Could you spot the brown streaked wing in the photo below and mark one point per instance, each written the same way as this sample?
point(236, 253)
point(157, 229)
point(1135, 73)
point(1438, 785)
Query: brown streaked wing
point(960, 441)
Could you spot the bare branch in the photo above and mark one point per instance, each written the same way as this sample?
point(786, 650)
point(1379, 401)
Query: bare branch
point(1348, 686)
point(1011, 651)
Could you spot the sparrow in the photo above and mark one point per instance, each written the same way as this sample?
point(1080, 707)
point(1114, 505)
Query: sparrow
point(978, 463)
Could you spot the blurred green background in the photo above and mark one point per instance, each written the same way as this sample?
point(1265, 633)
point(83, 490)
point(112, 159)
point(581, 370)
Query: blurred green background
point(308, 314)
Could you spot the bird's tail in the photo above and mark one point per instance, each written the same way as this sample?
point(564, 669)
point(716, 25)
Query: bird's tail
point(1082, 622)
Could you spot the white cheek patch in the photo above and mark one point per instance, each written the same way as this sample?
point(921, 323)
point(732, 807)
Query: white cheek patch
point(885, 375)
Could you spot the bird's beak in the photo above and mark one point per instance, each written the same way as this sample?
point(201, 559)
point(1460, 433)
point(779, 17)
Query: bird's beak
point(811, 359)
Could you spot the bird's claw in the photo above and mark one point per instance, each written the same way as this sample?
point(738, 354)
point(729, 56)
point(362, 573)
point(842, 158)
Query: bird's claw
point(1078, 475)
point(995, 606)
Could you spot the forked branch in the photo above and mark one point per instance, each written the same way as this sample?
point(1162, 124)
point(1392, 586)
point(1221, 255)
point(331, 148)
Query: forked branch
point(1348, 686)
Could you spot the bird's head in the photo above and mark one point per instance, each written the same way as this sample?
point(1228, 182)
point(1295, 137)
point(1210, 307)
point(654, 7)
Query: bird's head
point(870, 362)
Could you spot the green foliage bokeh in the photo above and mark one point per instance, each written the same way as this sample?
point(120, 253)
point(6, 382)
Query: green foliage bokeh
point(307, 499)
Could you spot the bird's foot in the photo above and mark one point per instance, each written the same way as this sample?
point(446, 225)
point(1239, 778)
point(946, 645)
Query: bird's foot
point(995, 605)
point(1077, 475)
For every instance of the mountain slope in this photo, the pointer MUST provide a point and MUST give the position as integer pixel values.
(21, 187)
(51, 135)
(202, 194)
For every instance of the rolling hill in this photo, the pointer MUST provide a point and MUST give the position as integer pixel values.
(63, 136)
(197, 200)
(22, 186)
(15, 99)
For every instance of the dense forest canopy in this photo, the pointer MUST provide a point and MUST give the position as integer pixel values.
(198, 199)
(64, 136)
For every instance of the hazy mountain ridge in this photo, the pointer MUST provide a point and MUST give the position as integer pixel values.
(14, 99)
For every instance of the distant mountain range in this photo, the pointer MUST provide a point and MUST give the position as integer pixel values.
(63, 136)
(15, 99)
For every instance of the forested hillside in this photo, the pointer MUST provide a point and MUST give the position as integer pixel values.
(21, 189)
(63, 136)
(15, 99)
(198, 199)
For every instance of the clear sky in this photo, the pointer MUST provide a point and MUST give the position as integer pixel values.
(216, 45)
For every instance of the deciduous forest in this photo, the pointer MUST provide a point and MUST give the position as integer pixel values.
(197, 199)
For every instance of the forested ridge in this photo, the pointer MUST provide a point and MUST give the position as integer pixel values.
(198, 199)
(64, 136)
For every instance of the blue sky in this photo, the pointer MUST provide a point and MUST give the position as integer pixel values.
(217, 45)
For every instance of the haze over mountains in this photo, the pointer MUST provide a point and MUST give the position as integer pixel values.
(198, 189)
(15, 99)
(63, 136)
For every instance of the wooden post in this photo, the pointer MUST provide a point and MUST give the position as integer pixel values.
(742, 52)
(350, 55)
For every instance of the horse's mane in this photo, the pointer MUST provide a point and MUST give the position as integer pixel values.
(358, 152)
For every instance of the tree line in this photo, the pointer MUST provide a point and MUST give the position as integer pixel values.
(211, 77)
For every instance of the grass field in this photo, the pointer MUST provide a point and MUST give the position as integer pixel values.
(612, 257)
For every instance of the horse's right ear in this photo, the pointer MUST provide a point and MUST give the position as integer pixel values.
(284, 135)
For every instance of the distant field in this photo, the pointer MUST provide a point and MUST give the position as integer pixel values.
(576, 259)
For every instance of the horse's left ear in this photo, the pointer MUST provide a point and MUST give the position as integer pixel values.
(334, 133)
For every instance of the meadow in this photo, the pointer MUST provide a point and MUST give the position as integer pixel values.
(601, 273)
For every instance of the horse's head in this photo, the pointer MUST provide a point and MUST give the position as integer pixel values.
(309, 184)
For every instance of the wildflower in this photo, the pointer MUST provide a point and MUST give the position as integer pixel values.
════════════════
## Prompt
Your answer must be the records themselves, output again exactly.

## Exercise result
Could you spot the brown streaked wing in the photo below and mark one point per instance, each written the same way as this sample?
point(236, 253)
point(157, 229)
point(1135, 73)
point(1438, 785)
Query: brown streaked wing
point(960, 441)
Could you spot the bare branch in the photo above and mark one point per instance, each written the same way as this sample?
point(786, 650)
point(1379, 401)
Query: bare branch
point(1348, 686)
point(1011, 651)
Could you spot the sparrow in the photo above and mark one point per instance, each written the same way as this sample?
point(1080, 707)
point(1114, 505)
Query: sparrow
point(978, 463)
Could you spot the blurred green background in the photo above and mark one point per instance, each written the same way as this sample?
point(1265, 633)
point(83, 490)
point(112, 159)
point(581, 370)
Query: blurred green background
point(308, 314)
Could you spot the bird's tail in the photo above and mark one point per instance, each written the same way as this sample?
point(564, 669)
point(716, 25)
Query: bird's tail
point(1082, 622)
Could you spot the white cheek patch in the photo above and mark one point per instance, each written the same way as this sample?
point(921, 323)
point(732, 807)
Query: white cheek patch
point(885, 375)
Could you spot the bird's beak in the photo above and mark one point per instance, each written the same way as this sample?
point(201, 559)
point(1460, 433)
point(779, 17)
Query: bird's beak
point(811, 359)
Could you spot the bird's claw in the photo above and mark one point per instance, each written the same way as this sample?
point(738, 354)
point(729, 56)
point(362, 573)
point(842, 158)
Query: bird's claw
point(1078, 475)
point(995, 606)
Could you spot the forked branch in the photo above and mark one point per instance, each written the same way as this sample?
point(1162, 124)
point(1392, 586)
point(1221, 255)
point(331, 148)
Query: forked branch
point(1348, 686)
Could you spot the bird's head in the photo above and mark one point per instance, each written the same way as this sample?
point(1228, 182)
point(1295, 137)
point(1210, 307)
point(654, 7)
Query: bird's head
point(870, 362)
Could you spot the green foliage bokeh in the photo above and mark one point per instance, each written the same way as this sample?
point(120, 253)
point(6, 382)
Query: green foliage bokeh
point(307, 499)
Could you spot the bird's foot in the photo above and mark one point per instance, each written the same way as this sample?
point(446, 225)
point(1239, 778)
point(946, 645)
Query: bird's foot
point(995, 605)
point(1077, 475)
For every instance of the mountain slope in this photo, the pointer MUST provide a point and MUST give the position as integer pixel values.
(21, 187)
(51, 135)
(202, 194)
For every instance of the rolling hill in this photo, the pointer MUST provide a point and MUST give the position as integer pixel values.
(63, 136)
(197, 200)
(22, 186)
(15, 99)
For every instance of the dense forest canopy in this photo, the pointer MUST provide a point and MUST give the position as integer pixel values.
(198, 199)
(64, 136)
For every instance of the hazy mountain ridge in this photo, the pointer MUST provide a point and MUST give the position as integer pixel values.
(14, 99)
For every instance of the distant mountain range in this photo, the pointer MUST provide a point and MUST give the position as integer pixel values.
(63, 136)
(15, 99)
For every instance of the forested hillside in this photo, the pointer MUST provide a point and MUST give the position as integer pixel values.
(21, 189)
(63, 136)
(15, 99)
(198, 199)
For every instance of the clear sky in this photo, the pointer MUST provide a point and MUST give the position as integer pixel values.
(216, 45)
For every instance of the deciduous forest in this photo, the pointer MUST provide a point and MUST give the position as integer pixel values.
(197, 199)
For every instance of the forested ridge in this photo, the pointer MUST provide a point and MUST give the position as integer pixel values.
(198, 199)
(64, 136)
For every instance of the blue sky in this photo, the pointer MUST provide a point and MUST give the position as integer pixel values.
(217, 45)
For every instance of the haze over mountains in this photo, the pointer MUST provide a point and MUST give the position as integer pixel values.
(198, 189)
(15, 99)
(63, 136)
For every instance of the wooden post in this photo, the pointer MUST provide a point and MUST give the position as integer pixel values.
(742, 52)
(350, 55)
For every instance of the horse's mane in this photo, the pointer MUST provide a point and MUST give the position as integer pixel values.
(358, 152)
For every instance of the tree line in this photo, the pointer MUST provide a point and MUST give the position as integer pixel values.
(211, 77)
For every instance of the grass field in this photo, the pointer MUST provide a point and MUST give the position as integer pixel values.
(612, 257)
For every instance of the horse's right ear in this photo, the pointer MUST provide a point and MUST give the position as integer pixel values.
(284, 135)
For every instance of the distant field in this photo, the pointer MUST provide a point and MUST give the position as integer pixel values.
(576, 259)
For every instance of the horse's left ear in this photo, the pointer MUST provide a point and MUST give the position as integer pixel values.
(334, 133)
For every instance of the meadow in this photo, the pointer MUST provide a point and MUST give the position as integer pixel values.
(601, 273)
For every instance of the horse's head in this photo, the pointer MUST provide a point and MUST give the position as integer pixel values.
(309, 184)
For every instance of the wildflower in this photo, the pointer MUST provide a point and MUST give the position as integer pixel values.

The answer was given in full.